Boost.Asio contrived example inexplicably blocking

I've used Boost.Asio extensively, but I've came across a problem with a unit test that I don't understand. I've reduced the problem down to a very contrived example:
#include <string>
#include <chrono>
#include <thread>
#include <mutex>
#include <condition_variable>
#include <boost/asio.hpp>
#define BOOST_TEST_MODULE My_Module
#define BOOST_TEST_DYN_LINK
#include <boost/test/unit_test.hpp>
#include <boost/test/auto_unit_test.hpp>
using namespace std::string_literals;
using namespace std::chrono_literals;
namespace BA = boost::asio;
namespace BAI = BA::ip;
BOOST_AUTO_TEST_CASE(test)
{
std::mutex m;
std::condition_variable cv;
BA::io_service servicer;
auto io_work = std::make_unique<BA::io_service::work>(servicer);
auto thread = std::thread{[&]() {
servicer.run();
}};
auto received_response = false;
auto server_buf = std::array<std::uint8_t, 4096>{};
auto server_sock = BAI::tcp::socket{servicer};
auto acceptor = BAI::tcp::acceptor{servicer,
BAI::tcp::endpoint{BAI::tcp::v4(), 20123}};
acceptor.async_accept(server_sock, [&](auto&& ec) {
if (ec) {
BOOST_TEST_MESSAGE(ec.message());
}
BOOST_REQUIRE(!ec);
BOOST_TEST_MESSAGE("Accepted connection from " << server_sock.remote_endpoint() <<
", reading...");
BA::async_read(server_sock,
BA::buffer(server_buf),
[&](auto&& ec, auto&& bytes_read){
std::unique_lock<decltype(m)> ul(m);
received_response = true;
if (ec) {
BOOST_TEST_MESSAGE(ec.message());
}
BOOST_REQUIRE(!ec);
const auto str = std::string{server_buf.begin(),
server_buf.begin() + bytes_read};
BOOST_TEST_MESSAGE("Read: " << str);
ul.unlock();
cv.notify_one();
});
});
const auto send_str = "hello"s;
auto client_sock = BAI::tcp::socket{servicer, BAI::tcp::v4()};
client_sock.async_connect(BAI::tcp::endpoint{BAI::tcp::v4(), 20123},
[&](auto&& ec) {
if (ec) {
BOOST_TEST_MESSAGE(ec.message());
}
BOOST_REQUIRE(!ec);
BOOST_TEST_MESSAGE("Connected...");
BA::async_write(client_sock,
BA::buffer(send_str),
[&](auto&& ec, auto&& bytes_written) {
if (ec) {
BOOST_TEST_MESSAGE(ec.message());
}
BOOST_REQUIRE(!ec);
BOOST_TEST_MESSAGE("Written " << bytes_written << " bytes");
});
});
std::unique_lock<decltype(m)> ul(m);
cv.wait_for(ul, 2s, [&](){ return received_response; });
BOOST_CHECK(received_response);
io_work.reset();
servicer.stop();
if (thread.joinable()) {
thread.join();
}
}
which I compile with:
g++ -std=c++17 source.cc -l boost_unit_test_framework -pthread -l boost_system -ggdb
The output is:
Accepted connection from 127.0.0.1:51688, reading...
Connected...
Written 5 bytes
And then it times out.
Running through the debugger shows that the async_read handler is never called. Pausing execution during the phase where it doesn't seem to be doing anything, shows that the main thread is waiting on the condition_variable (cv) and the io_service thread is on an epoll_wait.
I seem to be deadlocking but can't see how.
This is how the function is defined to work, it waits for exactly the number of bytes that the buffer has space for (http://www.boost.org/doc/libs/1_62_0/doc/html/boost_asio/reference/async_read/overload1.html).

● **Set problem 1**
In the Boost.Asio forum post, what port number do both the acceptor and the client connection use?
● **Set problem 2**
Reproduce the section of the Boost.Asio forum post that starts at the words "Written 5 bytes" and ends after "can't see how.".
● **Set problem 3**
For each statement, decide whether the Boost.Asio forum post supports it, and answer yes or no with the deciding words quoted: (a) The debugger shows that the async_read handler is never called. (b) When execution is paused, the main thread is on an epoll_wait. (c) The code is compiled with the -std=c++14 flag.

● **Data extract**
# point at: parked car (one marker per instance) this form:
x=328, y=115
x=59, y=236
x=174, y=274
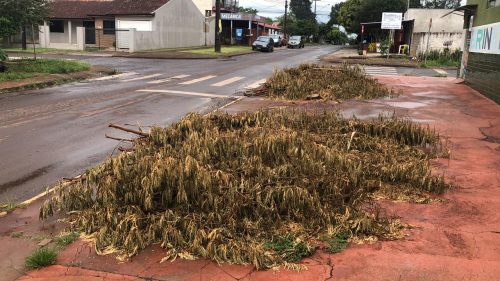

● **Solution 1**
Port 20123.

● **Solution 2**
Written 5 bytes
And then it times out.
Running through the debugger shows that the async_read handler is never called. Pausing execution during the phase where it doesn't seem to be doing anything, shows that the main thread is waiting on the condition_variable (cv) and the io_service thread is on an epoll_wait.
I seem to be deadlocking but can't see how.

● **Solution 3**
(a) Yes: "Running through the debugger shows that the async_read handler is never called."
(b) No: "the main thread is waiting on the condition_variable (cv) and the io_service thread is on an epoll_wait."
(c) No: "g++ -std=c++17 source.cc -l boost_unit_test_framework -pthread -l boost_system -ggdb"